> [SHORT TASK]:
Find the line containing "Target: megalithic stone monument". Retype it and every line after it through the end of the entries, exactly as written, with nothing added.

> [EXTRACTED INFORMATION]:
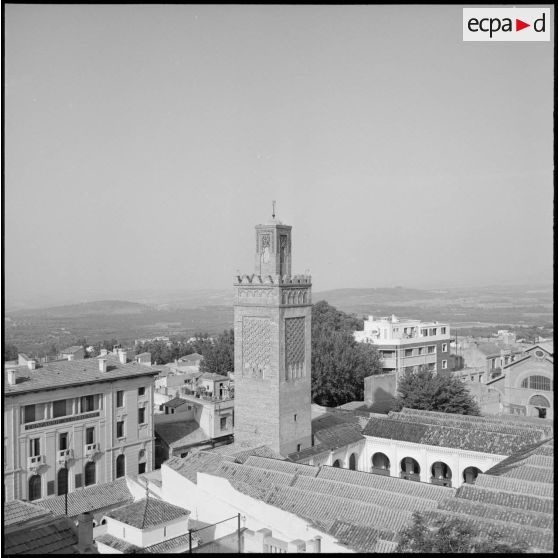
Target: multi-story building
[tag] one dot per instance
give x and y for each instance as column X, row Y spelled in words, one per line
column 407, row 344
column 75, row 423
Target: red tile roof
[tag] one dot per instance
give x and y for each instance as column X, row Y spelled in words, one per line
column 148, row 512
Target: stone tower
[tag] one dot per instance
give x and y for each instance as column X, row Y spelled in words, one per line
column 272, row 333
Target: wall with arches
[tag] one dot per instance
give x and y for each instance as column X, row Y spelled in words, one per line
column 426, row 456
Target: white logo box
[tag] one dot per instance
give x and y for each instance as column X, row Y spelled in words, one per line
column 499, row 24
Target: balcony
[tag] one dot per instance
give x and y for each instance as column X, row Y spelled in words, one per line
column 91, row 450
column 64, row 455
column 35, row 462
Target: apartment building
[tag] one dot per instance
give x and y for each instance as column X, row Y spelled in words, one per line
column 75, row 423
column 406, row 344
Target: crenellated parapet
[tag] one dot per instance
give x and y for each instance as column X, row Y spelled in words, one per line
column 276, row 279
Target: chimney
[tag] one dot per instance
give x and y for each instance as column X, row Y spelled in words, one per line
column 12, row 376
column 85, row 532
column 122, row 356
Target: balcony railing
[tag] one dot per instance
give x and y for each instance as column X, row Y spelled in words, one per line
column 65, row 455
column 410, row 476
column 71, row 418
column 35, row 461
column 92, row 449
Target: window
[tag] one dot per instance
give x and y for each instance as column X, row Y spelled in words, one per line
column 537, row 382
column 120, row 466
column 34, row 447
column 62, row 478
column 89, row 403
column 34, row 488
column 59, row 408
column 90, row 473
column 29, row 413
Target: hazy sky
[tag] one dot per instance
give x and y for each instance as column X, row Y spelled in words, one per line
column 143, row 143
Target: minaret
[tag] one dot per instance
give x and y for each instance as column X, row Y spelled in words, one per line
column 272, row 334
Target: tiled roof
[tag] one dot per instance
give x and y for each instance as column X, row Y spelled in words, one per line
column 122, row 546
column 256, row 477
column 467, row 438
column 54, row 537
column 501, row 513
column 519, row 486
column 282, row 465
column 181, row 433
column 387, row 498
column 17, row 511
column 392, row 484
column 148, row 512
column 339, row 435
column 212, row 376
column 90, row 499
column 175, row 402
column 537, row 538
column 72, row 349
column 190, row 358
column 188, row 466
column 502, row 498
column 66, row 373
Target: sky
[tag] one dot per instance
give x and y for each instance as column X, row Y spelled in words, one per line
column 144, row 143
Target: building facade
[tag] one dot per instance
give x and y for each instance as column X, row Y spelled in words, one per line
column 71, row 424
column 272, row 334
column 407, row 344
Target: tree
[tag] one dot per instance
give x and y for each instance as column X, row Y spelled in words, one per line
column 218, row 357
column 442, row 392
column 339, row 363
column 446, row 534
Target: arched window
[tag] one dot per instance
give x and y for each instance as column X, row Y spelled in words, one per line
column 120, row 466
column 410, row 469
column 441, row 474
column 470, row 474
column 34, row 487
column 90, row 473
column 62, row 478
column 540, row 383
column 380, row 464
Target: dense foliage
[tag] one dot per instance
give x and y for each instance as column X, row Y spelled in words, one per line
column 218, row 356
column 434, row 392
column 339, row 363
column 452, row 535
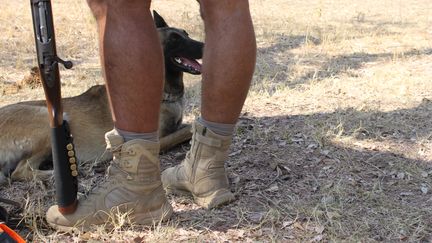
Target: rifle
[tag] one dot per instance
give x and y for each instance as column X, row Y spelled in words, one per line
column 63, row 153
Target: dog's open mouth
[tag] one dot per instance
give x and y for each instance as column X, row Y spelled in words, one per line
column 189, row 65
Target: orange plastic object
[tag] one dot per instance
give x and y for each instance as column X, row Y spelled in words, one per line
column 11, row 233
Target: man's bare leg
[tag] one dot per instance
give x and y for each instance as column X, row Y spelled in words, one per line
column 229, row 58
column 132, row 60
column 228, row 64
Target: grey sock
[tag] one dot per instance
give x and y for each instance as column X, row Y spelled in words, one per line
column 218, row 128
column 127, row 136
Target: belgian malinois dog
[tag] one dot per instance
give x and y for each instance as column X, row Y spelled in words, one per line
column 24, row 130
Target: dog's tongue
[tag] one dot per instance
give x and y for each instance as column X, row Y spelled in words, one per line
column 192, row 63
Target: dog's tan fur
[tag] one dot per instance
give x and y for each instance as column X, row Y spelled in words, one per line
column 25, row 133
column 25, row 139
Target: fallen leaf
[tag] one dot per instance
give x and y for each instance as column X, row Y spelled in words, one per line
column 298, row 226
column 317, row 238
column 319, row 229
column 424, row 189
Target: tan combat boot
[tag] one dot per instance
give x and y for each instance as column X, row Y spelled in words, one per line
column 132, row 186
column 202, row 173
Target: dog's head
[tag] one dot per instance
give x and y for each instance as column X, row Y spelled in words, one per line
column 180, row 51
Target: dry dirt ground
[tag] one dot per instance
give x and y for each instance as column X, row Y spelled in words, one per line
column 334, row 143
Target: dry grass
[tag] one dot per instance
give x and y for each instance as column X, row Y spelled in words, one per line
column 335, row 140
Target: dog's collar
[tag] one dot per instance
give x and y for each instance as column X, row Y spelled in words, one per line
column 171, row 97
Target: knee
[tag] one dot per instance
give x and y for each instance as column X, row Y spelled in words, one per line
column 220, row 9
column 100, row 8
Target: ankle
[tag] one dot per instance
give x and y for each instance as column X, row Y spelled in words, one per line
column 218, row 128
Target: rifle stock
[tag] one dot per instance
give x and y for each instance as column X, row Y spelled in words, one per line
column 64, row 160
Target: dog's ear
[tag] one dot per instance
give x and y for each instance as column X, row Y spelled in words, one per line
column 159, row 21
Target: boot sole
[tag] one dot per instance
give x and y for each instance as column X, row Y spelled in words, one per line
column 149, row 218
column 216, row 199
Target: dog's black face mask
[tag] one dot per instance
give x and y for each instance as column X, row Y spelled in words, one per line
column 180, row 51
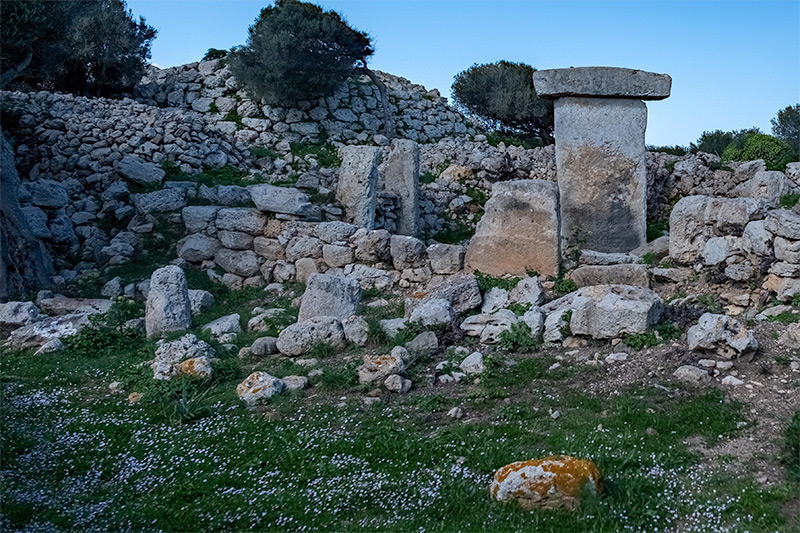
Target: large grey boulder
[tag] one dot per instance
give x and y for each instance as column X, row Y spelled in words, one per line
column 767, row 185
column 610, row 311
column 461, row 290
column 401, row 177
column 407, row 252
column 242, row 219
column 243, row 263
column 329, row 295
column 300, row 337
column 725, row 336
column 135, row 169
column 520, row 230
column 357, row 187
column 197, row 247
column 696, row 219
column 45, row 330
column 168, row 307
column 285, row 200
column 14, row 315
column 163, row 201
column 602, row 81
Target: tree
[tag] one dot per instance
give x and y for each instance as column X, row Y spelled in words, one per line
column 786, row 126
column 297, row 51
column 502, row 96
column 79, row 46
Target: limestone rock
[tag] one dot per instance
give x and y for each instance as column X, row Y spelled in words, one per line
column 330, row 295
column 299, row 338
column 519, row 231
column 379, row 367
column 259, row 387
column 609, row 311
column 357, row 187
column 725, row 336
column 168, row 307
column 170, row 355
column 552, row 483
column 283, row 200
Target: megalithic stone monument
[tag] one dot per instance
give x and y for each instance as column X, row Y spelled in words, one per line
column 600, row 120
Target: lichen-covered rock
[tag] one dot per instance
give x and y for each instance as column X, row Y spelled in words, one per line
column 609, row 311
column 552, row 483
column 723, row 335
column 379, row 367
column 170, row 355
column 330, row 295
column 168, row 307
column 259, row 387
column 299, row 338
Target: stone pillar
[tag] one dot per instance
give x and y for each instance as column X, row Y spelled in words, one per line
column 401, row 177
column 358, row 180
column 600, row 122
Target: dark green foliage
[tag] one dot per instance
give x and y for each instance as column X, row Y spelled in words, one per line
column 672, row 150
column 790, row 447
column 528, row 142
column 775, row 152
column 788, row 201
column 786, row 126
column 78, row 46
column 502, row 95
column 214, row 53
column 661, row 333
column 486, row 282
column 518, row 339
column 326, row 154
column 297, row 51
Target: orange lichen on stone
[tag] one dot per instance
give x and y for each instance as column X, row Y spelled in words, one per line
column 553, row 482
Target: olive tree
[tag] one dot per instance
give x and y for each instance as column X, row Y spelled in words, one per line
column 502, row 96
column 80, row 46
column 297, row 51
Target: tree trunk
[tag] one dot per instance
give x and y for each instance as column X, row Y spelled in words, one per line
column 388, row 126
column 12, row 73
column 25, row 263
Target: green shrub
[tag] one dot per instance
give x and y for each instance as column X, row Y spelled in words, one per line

> [RESPONSE TO THE TASK]:
Target: megalithic stone monument
[tag] one dot per instance
give x and y for each instance as column X, row Y spelled in words, one per line
column 600, row 120
Target: lichen-covered rock
[tag] one dot per instance
give x and y for each instance as column X, row Y spelled in words, one per line
column 609, row 311
column 552, row 483
column 723, row 335
column 379, row 367
column 170, row 355
column 330, row 295
column 168, row 307
column 259, row 387
column 299, row 338
Target: stone pillar
[tag] one dot per instance
give x and y for each instance as column X, row Y spelled in words, one per line
column 401, row 177
column 358, row 180
column 600, row 122
Target: dark green foliage
[tag] one dot per instance
give x and y for each instance as column X, row Y spelled in words, one per line
column 672, row 150
column 790, row 447
column 528, row 142
column 775, row 152
column 788, row 201
column 786, row 126
column 78, row 46
column 502, row 95
column 214, row 53
column 661, row 333
column 486, row 282
column 518, row 339
column 326, row 154
column 297, row 51
Target: orange lichen on stone
[tag] one dot per instance
give x and y for each instance as column X, row Y spelled in words, one per line
column 553, row 482
Target: olive tree
[tag] one dot per instance
give x and y for each instance as column X, row Y spelled in words, one per line
column 502, row 96
column 80, row 46
column 297, row 51
Target: tree trunk
[tag] one dot per instance
give x and y for each instance as column X, row Y spelled in words, one per line
column 388, row 126
column 12, row 73
column 25, row 263
Target: green shrub
[tag] one dot per instance
give x and y for each instance as column X, row Y spelled in words, one per line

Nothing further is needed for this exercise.